Quoted passage -
** Start **

Virginia Beach Civil Rights Lawyers
The Declaration of Independence declares everyone is created equal and that we are endowed by our Creator with certain unalienable rights, including life, liberty, and the pursuit of happiness. The Bill of Rights guarantees all United States citizens individual rights and freedoms, which are considered sacred in this country. The country was founded on these principles; however, that does not mean that everyone respects the rights of everyone else.
There have been multiple instances in which people’s civil rights have been violated, whether that be by another individual, an institution, or the government itself. Despite those rare exceptions, the law is geared to protect its citizens from these violations.
Although the law does protect a person’s civil rights, it is by no means an easy task. There are complications with civil rights laws that put a person’s civil rights at odds against the rights of the rest of society. When a person believes that their civil rights have been violated, they should reach out to a civil rights lawyer such as the ones at Anchor Legal Group, PLLC who can help resolve the situation.
What are Civil Rights?
All citizens of the United States and Virginia have certain civil rights guaranteed to them by the U.S. Constitution and multiple laws and amendments adopted over the years. In most instances, a person’s civil rights can come under attack from those who hold authority over them. Those areas include the following:
- Police misconduct
- First Amendment violations
- Malicious prosecution
- Racial profiling
- Unwarranted search
- Wrongful conviction
What Laws Guarantee a Person’s Civil Rights?
Although the Constitution establishes the structure and function of the U.S. government, it is the Bill of Rights, or the first 10 Amendments to the Constitution, that establish a citizen’s civil rights. They represent the cornerstone of the nation’s civil rights, although there are those that feature more prominently than others. They include these Amendments:
- First Amendment: This guarantees every citizen the right to free speech, to practice their own religion, and the right to peacefully assemble.
- Fourth Amendment: This protects citizens from an unreasonable search and seizure.
- Fifth Amendment: This protects a person who is tried for a crime and acquitted the right not to be prosecuted again for the same crime. It also protects someone from incriminating themselves in a criminal case.
- Sixth Amendment: Guarantees that the defendant in a criminal trial has a right to be represented by counsel and a right to a speedy and fair trial.
- Eighth Amendment: Protects against cruel and unusual punishment.
Although the Bill of Rights provided the initial civil rights for citizens, over the years it became necessary for Congress to pass additional laws guaranteeing that everyone was guaranteed the same civil rights as outlined by the framers of the Constitution. Those laws included the following:
- Section 1983 Litigation: This refers to lawsuits brought under Section 1983 (Civil action for deprivation of rights) of Title 42 of the United States Code (42 U.S.C. § 1983). Section 1983 provides an individual the right to sue state government employees and others acting “under color of state law” for civil rights violations. Section 1983 does not provide civil rights; it is a means to enforce civil rights that already exist.

** End **

[Records from a data collection]
** Start **

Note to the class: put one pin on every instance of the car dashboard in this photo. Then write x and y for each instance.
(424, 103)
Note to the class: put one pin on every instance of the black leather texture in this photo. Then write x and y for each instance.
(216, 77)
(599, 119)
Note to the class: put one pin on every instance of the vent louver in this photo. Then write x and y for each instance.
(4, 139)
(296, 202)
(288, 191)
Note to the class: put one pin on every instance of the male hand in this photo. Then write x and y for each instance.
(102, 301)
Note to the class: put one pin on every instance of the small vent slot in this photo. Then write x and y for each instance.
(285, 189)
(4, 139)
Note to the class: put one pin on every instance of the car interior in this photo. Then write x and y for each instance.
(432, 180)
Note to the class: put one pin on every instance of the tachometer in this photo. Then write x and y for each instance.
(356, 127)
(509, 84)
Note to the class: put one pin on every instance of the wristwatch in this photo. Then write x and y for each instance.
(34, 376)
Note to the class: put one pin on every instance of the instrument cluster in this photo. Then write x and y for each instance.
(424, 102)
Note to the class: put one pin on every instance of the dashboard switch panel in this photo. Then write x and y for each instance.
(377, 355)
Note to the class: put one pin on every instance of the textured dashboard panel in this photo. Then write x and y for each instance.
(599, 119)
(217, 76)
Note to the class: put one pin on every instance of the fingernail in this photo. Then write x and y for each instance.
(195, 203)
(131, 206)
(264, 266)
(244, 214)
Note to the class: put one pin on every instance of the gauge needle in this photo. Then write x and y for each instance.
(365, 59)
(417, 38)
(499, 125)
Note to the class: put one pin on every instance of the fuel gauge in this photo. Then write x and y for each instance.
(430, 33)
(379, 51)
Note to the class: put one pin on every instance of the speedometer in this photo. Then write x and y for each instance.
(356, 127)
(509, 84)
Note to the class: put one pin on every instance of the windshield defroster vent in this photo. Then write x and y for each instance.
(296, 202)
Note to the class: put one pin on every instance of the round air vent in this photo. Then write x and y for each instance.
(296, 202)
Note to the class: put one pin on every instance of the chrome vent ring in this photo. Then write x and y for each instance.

** End **

Requirements -
**A.** Summarize the civil rights page in two sentences.
**B.** Select every line of the entries that contains the string "gauge". Case counts.

Answers -
**A.** The Bill of Rights establishes U.S. citizens' civil rights, with the First, Fourth, Fifth, Sixth, and Eighth Amendments featuring prominently, and Congress later passed additional laws such as Section 1983. That law gives an individual the right to sue state government employees and others acting "under color of state law" for civil rights violations, and the page advises anyone who believes their civil rights were violated to contact a civil rights lawyer.

**B.**
Note to the class: put one pin on every instance of the gauge needle in this photo. Then write x and y for each instance.
Note to the class: put one pin on every instance of the fuel gauge in this photo. Then write x and y for each instance.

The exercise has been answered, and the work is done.